TO BE DONE
Which lines of the records contain the string "diagonal"? Return each of them in full, treating uppercase and lowercase as different.

# # #

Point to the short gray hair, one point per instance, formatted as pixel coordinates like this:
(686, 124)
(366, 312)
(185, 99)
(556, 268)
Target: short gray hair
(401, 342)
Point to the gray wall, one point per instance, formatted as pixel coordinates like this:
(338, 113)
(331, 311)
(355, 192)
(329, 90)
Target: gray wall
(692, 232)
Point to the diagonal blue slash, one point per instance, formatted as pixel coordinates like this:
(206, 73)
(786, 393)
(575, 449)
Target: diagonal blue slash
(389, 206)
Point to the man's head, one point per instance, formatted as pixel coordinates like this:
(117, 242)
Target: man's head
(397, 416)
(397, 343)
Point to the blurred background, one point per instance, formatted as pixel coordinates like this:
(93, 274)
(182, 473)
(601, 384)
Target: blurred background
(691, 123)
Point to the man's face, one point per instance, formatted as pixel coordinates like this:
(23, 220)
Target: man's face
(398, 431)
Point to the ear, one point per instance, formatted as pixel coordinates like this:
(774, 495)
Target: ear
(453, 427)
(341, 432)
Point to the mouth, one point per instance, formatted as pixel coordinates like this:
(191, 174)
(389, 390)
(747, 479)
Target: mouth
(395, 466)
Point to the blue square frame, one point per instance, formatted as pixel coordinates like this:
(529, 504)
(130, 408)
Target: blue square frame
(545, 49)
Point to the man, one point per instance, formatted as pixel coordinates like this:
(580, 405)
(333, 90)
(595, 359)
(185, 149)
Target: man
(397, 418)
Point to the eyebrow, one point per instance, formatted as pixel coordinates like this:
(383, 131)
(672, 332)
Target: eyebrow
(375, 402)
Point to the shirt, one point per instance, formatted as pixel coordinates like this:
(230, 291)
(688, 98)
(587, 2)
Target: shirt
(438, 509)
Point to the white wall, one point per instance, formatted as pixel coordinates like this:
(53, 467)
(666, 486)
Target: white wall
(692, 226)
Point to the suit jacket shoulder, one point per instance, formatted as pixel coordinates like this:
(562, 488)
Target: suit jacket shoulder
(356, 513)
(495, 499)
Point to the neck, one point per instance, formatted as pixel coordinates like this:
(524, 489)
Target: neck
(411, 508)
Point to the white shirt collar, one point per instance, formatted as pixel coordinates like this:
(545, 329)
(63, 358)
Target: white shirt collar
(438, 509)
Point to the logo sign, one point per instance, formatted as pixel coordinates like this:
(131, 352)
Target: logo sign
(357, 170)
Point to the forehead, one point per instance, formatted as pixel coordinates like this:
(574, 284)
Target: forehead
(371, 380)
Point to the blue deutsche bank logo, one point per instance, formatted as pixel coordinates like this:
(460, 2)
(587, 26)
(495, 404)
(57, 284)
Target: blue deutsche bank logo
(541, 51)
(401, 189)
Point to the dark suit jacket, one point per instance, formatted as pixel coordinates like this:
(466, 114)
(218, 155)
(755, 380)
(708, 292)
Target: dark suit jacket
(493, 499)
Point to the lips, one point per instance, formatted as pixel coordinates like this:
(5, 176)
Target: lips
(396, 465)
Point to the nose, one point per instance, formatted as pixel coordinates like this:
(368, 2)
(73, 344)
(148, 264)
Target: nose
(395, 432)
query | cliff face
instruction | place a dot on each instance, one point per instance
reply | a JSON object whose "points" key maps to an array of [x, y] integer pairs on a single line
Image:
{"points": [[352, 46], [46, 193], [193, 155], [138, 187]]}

# # #

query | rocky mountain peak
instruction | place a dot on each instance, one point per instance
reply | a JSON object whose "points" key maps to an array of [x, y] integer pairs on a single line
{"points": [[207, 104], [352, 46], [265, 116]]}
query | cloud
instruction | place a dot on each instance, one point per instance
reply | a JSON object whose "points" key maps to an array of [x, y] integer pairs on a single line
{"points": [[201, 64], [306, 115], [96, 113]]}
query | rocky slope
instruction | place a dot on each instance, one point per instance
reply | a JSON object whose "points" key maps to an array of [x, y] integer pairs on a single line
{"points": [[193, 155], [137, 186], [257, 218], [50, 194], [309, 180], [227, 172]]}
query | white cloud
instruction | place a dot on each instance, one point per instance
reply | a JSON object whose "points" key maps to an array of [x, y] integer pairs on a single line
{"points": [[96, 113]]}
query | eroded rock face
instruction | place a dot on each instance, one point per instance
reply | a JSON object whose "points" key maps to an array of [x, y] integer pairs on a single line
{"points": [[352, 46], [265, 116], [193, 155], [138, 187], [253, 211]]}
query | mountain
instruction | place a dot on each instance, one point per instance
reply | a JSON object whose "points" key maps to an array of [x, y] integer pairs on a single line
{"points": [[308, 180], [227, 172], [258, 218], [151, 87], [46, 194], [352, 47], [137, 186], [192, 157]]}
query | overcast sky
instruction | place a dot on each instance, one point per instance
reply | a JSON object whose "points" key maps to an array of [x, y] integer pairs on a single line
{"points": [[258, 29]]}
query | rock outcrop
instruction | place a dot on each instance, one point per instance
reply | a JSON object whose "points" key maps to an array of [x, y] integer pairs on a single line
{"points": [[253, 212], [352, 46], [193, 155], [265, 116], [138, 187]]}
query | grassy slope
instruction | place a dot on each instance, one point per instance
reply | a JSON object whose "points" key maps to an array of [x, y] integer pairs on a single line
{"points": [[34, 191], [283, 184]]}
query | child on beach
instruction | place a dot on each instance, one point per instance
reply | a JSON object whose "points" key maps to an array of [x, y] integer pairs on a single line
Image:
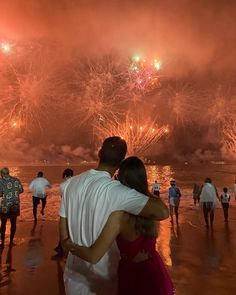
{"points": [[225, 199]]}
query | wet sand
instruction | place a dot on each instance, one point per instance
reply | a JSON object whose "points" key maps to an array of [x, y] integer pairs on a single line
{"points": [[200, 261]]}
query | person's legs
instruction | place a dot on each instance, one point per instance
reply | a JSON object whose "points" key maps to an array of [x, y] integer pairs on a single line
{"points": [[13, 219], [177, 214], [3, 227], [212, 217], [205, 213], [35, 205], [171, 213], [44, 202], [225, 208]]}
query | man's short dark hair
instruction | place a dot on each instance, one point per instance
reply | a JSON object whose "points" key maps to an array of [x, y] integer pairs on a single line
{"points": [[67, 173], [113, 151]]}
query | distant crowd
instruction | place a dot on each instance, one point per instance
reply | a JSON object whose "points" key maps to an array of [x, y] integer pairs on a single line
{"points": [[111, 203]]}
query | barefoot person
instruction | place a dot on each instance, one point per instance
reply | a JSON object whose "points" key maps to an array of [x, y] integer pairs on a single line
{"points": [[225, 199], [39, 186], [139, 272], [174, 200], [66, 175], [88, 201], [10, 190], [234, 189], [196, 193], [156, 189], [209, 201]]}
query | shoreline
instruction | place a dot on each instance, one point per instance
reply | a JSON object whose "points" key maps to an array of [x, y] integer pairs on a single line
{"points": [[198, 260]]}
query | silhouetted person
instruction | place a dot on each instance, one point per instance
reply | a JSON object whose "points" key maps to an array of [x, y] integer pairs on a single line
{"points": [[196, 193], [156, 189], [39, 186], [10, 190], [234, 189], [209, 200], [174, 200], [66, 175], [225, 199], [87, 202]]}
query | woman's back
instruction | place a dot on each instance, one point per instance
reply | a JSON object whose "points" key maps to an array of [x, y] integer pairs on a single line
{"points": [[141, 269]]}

# # #

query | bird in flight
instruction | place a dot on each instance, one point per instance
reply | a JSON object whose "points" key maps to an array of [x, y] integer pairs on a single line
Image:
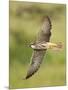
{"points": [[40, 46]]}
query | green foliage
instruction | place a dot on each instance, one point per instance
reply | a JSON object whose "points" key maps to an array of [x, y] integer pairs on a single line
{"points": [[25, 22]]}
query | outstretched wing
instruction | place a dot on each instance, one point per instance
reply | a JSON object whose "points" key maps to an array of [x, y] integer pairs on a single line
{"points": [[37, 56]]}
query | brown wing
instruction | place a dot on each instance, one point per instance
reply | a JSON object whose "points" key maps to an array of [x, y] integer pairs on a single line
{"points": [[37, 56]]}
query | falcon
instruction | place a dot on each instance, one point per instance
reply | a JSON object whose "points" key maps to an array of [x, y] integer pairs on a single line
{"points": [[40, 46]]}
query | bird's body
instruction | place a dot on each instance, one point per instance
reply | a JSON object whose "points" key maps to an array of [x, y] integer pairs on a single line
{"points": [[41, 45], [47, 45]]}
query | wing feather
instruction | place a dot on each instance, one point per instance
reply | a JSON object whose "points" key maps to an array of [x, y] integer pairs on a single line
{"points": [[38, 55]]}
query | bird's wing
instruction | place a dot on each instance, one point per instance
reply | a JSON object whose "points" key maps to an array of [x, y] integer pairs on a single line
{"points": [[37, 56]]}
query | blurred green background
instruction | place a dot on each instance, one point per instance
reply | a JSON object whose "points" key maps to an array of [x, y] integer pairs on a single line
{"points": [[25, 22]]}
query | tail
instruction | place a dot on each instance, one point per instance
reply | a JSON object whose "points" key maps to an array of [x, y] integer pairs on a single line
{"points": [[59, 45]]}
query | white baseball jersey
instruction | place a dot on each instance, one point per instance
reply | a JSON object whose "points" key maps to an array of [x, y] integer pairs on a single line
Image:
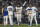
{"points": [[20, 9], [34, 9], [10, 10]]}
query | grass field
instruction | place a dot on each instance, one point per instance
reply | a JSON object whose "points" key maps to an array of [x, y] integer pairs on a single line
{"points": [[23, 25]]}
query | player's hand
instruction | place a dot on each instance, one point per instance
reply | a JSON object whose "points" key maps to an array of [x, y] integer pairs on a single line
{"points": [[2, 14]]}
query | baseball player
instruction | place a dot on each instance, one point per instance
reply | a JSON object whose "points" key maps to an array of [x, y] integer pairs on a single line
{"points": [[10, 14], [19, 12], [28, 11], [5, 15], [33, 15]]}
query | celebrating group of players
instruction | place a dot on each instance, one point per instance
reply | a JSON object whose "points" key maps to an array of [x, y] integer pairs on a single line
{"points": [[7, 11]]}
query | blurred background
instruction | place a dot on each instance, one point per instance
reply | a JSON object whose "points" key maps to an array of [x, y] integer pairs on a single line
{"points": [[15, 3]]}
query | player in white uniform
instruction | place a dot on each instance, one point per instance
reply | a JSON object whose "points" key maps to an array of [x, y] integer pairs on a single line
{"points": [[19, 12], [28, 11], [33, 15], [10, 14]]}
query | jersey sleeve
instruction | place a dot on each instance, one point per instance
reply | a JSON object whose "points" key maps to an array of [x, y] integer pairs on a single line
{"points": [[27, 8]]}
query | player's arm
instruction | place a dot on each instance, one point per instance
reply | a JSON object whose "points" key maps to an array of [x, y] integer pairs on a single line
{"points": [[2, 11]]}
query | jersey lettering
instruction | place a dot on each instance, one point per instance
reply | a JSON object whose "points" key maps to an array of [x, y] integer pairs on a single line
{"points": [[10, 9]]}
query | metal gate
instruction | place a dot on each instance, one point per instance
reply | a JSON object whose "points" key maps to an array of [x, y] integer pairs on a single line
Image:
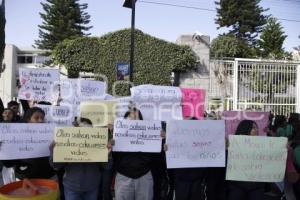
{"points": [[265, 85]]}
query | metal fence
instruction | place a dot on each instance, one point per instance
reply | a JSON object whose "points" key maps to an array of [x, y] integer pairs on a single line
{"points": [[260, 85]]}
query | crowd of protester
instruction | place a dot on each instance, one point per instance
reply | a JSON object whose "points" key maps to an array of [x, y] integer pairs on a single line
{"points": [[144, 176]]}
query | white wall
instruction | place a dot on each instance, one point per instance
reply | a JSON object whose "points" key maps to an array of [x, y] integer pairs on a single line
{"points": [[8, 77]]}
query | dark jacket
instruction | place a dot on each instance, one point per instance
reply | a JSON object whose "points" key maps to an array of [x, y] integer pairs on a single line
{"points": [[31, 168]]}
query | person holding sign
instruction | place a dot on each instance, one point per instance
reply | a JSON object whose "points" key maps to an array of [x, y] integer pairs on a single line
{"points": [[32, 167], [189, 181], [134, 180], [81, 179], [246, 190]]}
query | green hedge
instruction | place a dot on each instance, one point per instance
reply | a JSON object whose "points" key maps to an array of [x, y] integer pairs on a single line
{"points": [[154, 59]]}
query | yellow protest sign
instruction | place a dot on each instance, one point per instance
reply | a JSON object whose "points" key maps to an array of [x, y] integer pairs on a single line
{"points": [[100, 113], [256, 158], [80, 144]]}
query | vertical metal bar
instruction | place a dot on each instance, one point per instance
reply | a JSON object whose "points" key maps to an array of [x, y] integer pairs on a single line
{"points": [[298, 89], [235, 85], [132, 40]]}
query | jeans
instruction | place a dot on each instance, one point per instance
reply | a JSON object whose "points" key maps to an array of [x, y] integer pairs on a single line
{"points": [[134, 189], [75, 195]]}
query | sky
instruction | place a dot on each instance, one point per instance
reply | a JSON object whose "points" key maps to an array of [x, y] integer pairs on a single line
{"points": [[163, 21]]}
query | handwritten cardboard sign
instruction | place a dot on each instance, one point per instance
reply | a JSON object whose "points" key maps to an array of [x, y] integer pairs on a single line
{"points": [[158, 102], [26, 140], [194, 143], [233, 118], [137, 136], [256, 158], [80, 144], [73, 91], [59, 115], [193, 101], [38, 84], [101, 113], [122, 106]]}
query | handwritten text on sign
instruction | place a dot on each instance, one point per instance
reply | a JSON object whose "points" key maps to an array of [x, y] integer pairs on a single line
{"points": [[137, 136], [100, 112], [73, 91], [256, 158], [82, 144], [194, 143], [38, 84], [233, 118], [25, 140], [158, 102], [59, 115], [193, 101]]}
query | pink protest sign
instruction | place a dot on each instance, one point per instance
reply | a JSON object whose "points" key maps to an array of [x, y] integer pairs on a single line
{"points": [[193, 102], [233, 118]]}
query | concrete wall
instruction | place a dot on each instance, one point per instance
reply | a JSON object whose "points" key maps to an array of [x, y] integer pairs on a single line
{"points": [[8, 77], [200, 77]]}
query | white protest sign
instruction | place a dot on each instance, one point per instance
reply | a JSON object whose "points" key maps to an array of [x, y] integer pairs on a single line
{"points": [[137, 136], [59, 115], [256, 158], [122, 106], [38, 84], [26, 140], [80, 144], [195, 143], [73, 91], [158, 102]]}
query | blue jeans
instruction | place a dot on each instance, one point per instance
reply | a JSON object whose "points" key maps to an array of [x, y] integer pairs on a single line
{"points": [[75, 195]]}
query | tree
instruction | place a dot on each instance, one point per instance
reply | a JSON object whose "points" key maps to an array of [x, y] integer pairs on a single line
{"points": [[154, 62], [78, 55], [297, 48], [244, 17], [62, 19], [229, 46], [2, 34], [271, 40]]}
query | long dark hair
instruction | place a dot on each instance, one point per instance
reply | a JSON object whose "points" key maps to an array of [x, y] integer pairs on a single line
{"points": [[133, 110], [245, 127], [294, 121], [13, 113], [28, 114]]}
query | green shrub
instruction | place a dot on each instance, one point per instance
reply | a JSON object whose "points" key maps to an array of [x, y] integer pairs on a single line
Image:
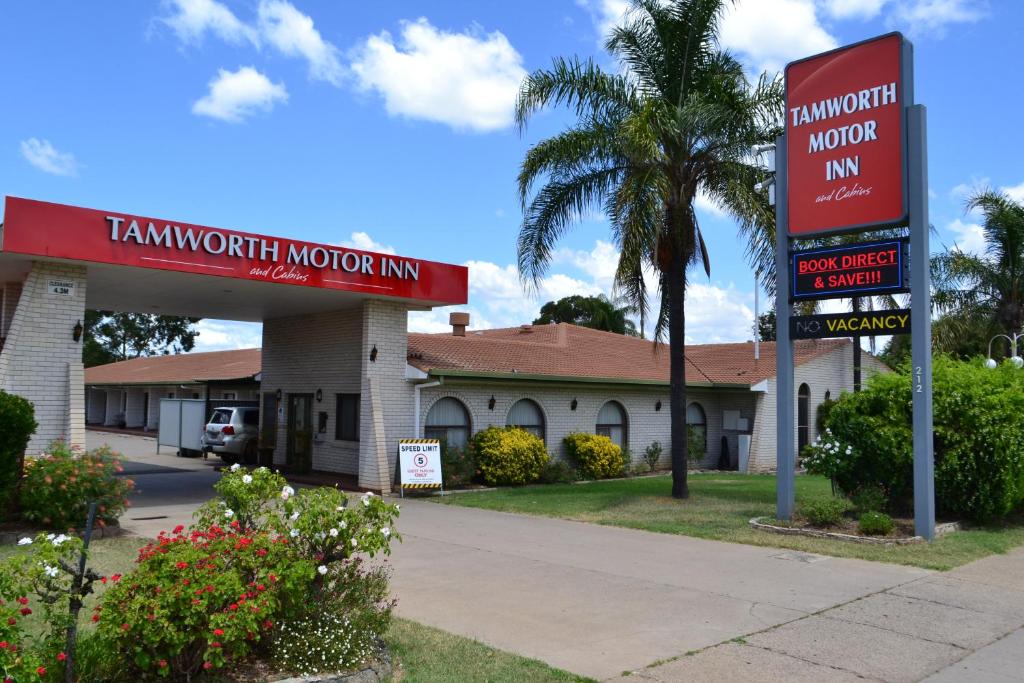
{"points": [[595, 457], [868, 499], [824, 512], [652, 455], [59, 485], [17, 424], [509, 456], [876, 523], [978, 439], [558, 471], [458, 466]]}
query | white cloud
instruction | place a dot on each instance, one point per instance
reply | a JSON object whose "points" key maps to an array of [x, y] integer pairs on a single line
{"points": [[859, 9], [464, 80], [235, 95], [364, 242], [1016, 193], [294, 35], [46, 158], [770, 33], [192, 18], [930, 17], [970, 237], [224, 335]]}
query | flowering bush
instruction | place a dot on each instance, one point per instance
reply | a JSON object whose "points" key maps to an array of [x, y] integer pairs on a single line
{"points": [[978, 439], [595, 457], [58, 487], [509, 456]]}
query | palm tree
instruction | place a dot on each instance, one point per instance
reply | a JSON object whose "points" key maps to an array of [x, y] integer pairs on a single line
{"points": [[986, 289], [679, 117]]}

# # #

CORRECT RESULT
Point to the diagonal blue slash, one point per instance, formatted as pixel coordinates like this:
Target: diagonal blue slash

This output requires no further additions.